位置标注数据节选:
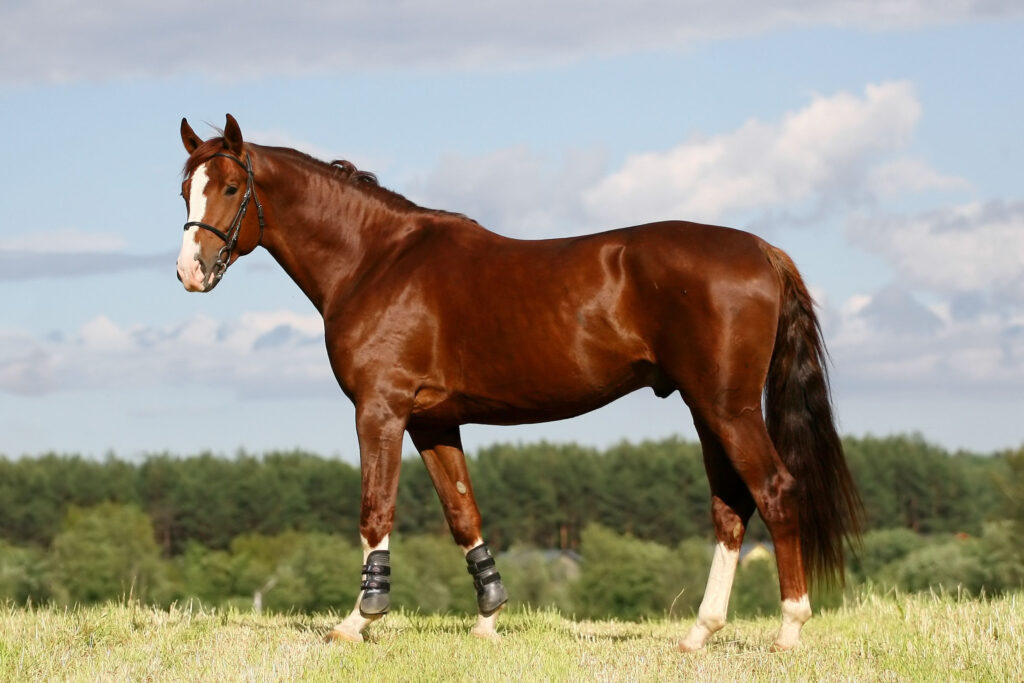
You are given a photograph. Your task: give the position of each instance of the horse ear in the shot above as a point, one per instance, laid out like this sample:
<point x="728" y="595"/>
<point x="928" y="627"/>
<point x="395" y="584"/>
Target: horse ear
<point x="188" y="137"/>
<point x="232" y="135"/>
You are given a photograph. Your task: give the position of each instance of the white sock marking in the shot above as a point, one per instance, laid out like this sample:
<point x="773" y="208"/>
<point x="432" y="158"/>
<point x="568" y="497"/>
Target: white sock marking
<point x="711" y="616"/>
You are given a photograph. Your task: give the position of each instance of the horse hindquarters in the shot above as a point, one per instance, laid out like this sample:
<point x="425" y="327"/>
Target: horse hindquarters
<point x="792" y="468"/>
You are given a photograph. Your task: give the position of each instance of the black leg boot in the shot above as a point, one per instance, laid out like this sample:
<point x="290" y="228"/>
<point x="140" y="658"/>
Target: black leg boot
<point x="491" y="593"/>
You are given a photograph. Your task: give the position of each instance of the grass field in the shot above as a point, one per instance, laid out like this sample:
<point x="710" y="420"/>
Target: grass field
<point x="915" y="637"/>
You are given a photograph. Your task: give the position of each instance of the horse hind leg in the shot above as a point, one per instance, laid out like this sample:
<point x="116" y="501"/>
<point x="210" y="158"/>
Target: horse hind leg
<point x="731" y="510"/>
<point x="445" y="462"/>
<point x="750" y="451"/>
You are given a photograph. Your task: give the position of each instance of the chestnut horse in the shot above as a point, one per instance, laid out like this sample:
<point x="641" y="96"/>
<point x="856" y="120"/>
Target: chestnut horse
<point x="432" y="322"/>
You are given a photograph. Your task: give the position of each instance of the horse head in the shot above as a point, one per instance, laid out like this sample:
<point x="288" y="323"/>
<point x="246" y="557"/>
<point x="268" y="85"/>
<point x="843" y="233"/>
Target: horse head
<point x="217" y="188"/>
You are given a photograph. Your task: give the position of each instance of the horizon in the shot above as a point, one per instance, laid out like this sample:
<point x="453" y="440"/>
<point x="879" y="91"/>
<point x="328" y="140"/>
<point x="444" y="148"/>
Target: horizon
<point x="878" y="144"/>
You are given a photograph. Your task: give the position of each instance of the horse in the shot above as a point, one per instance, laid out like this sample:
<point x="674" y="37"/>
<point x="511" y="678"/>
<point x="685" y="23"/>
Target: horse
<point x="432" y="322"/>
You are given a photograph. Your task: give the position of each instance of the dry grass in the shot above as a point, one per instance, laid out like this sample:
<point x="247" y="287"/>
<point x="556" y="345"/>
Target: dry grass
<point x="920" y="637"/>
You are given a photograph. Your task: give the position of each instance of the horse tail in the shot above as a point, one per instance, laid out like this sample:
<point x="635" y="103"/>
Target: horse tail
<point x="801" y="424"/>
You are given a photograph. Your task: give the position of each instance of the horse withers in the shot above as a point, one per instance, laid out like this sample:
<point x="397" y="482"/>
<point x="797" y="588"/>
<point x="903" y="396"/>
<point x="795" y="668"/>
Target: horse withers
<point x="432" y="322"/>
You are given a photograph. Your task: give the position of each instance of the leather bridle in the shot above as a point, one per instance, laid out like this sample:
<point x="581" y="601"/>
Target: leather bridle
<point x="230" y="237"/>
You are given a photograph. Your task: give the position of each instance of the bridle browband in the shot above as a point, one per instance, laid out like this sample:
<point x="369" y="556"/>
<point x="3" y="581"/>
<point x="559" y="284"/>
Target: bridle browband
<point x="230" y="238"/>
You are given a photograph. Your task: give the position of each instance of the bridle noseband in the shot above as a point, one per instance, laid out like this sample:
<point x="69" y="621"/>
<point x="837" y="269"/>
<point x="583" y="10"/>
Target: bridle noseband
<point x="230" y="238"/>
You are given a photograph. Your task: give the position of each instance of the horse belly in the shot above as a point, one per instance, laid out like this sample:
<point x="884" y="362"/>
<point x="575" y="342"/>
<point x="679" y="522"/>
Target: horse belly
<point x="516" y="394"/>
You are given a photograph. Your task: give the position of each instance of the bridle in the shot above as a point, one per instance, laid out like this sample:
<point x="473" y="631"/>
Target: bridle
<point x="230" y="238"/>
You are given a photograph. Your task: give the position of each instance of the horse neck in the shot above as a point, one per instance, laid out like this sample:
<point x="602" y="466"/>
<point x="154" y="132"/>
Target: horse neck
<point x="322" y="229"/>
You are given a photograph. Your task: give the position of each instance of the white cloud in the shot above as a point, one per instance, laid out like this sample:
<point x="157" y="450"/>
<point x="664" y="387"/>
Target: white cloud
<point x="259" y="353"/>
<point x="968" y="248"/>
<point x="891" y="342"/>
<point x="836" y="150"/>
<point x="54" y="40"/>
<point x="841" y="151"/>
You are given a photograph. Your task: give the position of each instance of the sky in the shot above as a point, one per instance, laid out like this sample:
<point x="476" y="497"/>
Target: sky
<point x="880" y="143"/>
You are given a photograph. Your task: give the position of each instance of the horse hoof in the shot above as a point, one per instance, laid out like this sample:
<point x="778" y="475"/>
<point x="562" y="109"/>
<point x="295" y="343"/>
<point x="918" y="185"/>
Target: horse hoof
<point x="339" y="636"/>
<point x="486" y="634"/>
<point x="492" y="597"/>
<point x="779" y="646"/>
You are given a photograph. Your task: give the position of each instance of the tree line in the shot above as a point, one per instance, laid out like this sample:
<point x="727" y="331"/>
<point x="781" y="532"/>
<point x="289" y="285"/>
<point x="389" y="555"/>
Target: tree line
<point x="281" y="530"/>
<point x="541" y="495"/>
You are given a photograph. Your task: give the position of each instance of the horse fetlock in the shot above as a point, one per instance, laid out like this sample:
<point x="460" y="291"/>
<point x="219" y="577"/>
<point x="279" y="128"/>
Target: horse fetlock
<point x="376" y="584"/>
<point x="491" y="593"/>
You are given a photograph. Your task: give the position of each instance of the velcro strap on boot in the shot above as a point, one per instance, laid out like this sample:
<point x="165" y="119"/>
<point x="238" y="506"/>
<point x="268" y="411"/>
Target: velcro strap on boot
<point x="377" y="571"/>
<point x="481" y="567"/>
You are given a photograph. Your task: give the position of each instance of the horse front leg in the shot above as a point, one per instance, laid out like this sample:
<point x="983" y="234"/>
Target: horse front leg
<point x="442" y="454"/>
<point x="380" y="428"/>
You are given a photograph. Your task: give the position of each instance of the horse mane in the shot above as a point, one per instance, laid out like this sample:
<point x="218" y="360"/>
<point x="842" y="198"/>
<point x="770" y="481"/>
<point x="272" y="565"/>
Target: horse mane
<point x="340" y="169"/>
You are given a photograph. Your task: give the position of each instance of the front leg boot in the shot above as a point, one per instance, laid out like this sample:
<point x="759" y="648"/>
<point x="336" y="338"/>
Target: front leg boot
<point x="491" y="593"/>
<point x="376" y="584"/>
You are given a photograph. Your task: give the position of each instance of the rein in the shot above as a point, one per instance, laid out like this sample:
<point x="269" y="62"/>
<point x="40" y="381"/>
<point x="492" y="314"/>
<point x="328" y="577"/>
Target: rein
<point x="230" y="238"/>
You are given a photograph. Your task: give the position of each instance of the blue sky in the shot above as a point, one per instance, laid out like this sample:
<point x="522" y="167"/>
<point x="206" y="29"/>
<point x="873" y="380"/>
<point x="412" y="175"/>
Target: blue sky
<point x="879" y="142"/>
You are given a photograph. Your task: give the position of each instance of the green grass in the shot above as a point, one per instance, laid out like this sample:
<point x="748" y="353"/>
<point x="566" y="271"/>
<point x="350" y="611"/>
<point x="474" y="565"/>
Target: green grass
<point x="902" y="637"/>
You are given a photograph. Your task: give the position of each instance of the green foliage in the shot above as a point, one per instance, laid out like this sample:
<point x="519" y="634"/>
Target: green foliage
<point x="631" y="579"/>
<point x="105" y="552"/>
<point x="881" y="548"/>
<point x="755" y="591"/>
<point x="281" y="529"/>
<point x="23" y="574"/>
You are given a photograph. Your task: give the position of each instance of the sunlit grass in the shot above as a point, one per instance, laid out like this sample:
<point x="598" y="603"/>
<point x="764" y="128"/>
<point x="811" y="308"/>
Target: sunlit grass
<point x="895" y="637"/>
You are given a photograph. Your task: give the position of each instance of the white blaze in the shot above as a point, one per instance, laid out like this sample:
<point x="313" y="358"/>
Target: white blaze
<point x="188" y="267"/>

### 练习任务
把材料中从含有“the white blaze”的那一行到材料末尾的各行（首尾都算）重新写出来，请求部分照原样保留，只把答案里的坐标数值按0.7缩放，四舍五入（逢五进一）取整数。

### 回答
You are given a photograph. Your task: give the position of each instance of the white blaze in the shot above as a point, one per instance, laid out like this sample:
<point x="313" y="358"/>
Target: white blaze
<point x="132" y="187"/>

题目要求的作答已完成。